**EXERCISE GOAL**
Return the records in full, exactly as given.

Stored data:
Segment Open

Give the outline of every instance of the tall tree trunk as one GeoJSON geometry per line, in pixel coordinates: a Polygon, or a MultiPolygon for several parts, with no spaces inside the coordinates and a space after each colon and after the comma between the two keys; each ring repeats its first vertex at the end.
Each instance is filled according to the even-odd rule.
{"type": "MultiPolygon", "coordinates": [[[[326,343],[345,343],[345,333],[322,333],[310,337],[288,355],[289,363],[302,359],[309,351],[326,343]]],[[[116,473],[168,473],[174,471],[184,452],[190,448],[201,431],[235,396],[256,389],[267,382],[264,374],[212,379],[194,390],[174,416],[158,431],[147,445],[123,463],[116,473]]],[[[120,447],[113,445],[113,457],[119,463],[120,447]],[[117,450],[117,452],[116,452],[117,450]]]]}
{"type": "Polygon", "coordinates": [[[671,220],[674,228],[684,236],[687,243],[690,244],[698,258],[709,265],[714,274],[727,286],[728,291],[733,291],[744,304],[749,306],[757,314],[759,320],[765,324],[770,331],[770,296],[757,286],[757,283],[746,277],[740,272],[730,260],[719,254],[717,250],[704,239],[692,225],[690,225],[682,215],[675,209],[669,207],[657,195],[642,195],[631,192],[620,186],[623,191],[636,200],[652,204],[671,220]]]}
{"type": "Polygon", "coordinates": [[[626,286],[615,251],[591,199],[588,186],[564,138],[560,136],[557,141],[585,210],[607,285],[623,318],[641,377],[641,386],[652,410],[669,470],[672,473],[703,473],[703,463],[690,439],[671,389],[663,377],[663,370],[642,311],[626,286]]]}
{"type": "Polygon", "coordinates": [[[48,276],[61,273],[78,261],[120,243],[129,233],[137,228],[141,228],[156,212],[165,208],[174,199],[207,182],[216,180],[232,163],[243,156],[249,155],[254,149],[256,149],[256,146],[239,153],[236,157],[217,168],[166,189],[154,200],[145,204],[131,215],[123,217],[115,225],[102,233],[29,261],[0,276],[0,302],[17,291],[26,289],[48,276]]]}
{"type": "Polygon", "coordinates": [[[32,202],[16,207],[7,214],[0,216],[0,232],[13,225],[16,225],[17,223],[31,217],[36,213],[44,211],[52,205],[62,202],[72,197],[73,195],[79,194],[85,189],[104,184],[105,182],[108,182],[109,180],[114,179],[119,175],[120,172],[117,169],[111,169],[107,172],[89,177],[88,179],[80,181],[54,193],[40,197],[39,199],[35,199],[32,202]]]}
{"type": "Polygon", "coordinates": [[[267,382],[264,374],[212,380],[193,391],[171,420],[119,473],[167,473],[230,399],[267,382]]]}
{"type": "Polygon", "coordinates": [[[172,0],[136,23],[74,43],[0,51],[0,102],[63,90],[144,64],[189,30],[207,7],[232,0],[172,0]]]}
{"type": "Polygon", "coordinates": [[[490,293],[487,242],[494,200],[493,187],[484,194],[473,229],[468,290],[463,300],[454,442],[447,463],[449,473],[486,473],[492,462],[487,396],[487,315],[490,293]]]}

Segment Closed

**TASK RESPONSE**
Give the outline of every instance of the tall tree trunk as one GeoJSON geometry per line, in pixel coordinates: a Polygon, or a MultiPolygon for several parts, with no spaces inside the coordinates and a space after each colon and after the comma between the two keys; each ring repeats its first vertex at the end.
Each instance is filled according to the even-odd rule.
{"type": "MultiPolygon", "coordinates": [[[[326,343],[345,343],[345,333],[322,333],[310,337],[288,355],[289,363],[302,359],[309,351],[326,343]]],[[[116,473],[168,473],[174,471],[184,452],[190,448],[201,431],[235,396],[256,389],[267,382],[264,374],[212,379],[194,390],[174,416],[158,431],[147,445],[123,463],[116,473]]],[[[120,447],[113,445],[113,457],[119,463],[120,447]],[[117,450],[117,452],[116,452],[117,450]]]]}
{"type": "Polygon", "coordinates": [[[671,220],[674,228],[684,236],[687,243],[690,244],[698,258],[709,265],[714,274],[727,286],[728,291],[733,291],[744,304],[749,306],[757,314],[759,320],[765,324],[770,331],[770,296],[757,286],[757,283],[746,277],[740,272],[730,260],[719,254],[717,250],[704,239],[692,225],[690,225],[682,215],[675,209],[669,207],[657,195],[642,195],[631,192],[620,186],[623,191],[636,200],[652,204],[671,220]]]}
{"type": "Polygon", "coordinates": [[[626,286],[615,251],[591,199],[588,186],[564,138],[560,136],[557,141],[585,210],[607,285],[623,318],[641,377],[641,386],[652,410],[669,470],[672,473],[703,473],[703,463],[690,439],[671,389],[663,377],[663,370],[642,311],[626,286]]]}
{"type": "Polygon", "coordinates": [[[48,276],[61,273],[78,261],[120,243],[129,233],[137,228],[141,228],[156,212],[165,208],[174,199],[207,182],[216,180],[232,163],[243,156],[249,155],[254,149],[256,149],[256,146],[239,153],[236,157],[217,168],[166,189],[154,200],[145,204],[131,215],[123,217],[115,225],[102,233],[29,261],[0,276],[0,302],[17,291],[26,289],[48,276]]]}
{"type": "Polygon", "coordinates": [[[32,202],[16,207],[7,214],[0,216],[0,232],[13,225],[16,225],[17,223],[31,217],[36,213],[44,211],[52,205],[62,202],[72,197],[73,195],[79,194],[85,189],[104,184],[105,182],[108,182],[109,180],[114,179],[119,175],[120,172],[117,169],[111,169],[107,172],[89,177],[88,179],[80,181],[54,193],[40,197],[39,199],[35,199],[32,202]]]}
{"type": "Polygon", "coordinates": [[[267,382],[264,374],[212,380],[193,391],[171,420],[119,473],[167,473],[230,399],[267,382]]]}
{"type": "Polygon", "coordinates": [[[172,0],[136,23],[74,43],[0,51],[0,102],[63,90],[144,64],[189,30],[207,7],[232,0],[172,0]]]}
{"type": "Polygon", "coordinates": [[[490,293],[487,242],[494,200],[493,187],[484,194],[473,229],[468,290],[463,300],[454,442],[447,463],[449,473],[486,473],[492,462],[487,396],[487,315],[490,293]]]}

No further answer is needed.